# AIM OF THE EXERCISE
Transcribe the part of the glomerular filtration rate passage starting with "Glomerular filtration rate" and going on through "accumulate in the blood.".

# PAGE EXCERPT
[Start of section]
Glomerular filtration rate (GFR) is a measure of the function of the kidneys. This test measures the level of creatinine in the blood and uses the result in a formula to calculate a number that reflects how well the kidneys are functioning, called the estimated GFR or eGFR.
Glomeruli are tiny filters in the kidneys that allow waste products to be removed from the blood, while preventing the loss of important constituents, including proteins and blood cells. Every day, healthy kidneys filter about 200 quarts of blood and produce about 2 quarts of urine. The GFR refers to the amount of blood that is filtered by the glomeruli per minute. As a person's kidney function declines due to damage or disease, the filtration rate decreases and waste products begin to accumulate in the blood.
Chronic kidney disease (CKD) is associated with a decrease in kidney function that is often progressive. CKD can be seen with a variety of conditions, including diabetes and high blood pressure. Early detection of kidney dysfunction can help to minimize the damage. This is important as symptoms of kidney disease may not be noticeable until as much as 30-40% of kidney function is lost.
A measured GFR is considered the most accurate way to detect changes in kidney status, but measuring the GFR directly is complicated, requires experienced personnel, and is typically performed only in research settings. Because of this, the eGFR is usually used.
The eGFR is a calculation based on a serum creatinine test. Creatinine is a muscle waste product that is filtered from the blood by the kidneys and excreted into the urine at a relatively steady rate. When kidney function decreases, less creatinine is excreted and concentrations increase in the blood. With the creatinine test, a reasonable estimate of the actual GFR can be determined.
The most commonly used equation for calculating the eGFR, and the one currently recommended by the National Kidney Foundation (NKF) for general use, is called the MDRD (Modification of Diet in Renal Disease Study) equation. It requires a person's serum creatinine, age, and assigned values based upon sex and race.
[End of section]
# GIVEN RECORDS
[Start of section]
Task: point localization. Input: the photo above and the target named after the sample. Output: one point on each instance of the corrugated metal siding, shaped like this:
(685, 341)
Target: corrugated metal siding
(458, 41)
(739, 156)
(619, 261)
[End of section]
# WRITTEN RESPONSE
Glomerular filtration rate (GFR) is a measure of the function of the kidneys. This test measures the level of creatinine in the blood and uses the result in a formula to calculate a number that reflects how well the kidneys are functioning, called the estimated GFR or eGFR.
Glomeruli are tiny filters in the kidneys that allow waste products to be removed from the blood, while preventing the loss of important constituents, including proteins and blood cells. Every day, healthy kidneys filter about 200 quarts of blood and produce about 2 quarts of urine. The GFR refers to the amount of blood that is filtered by the glomeruli per minute. As a person's kidney function declines due to damage or disease, the filtration rate decreases and waste products begin to accumulate in the blood.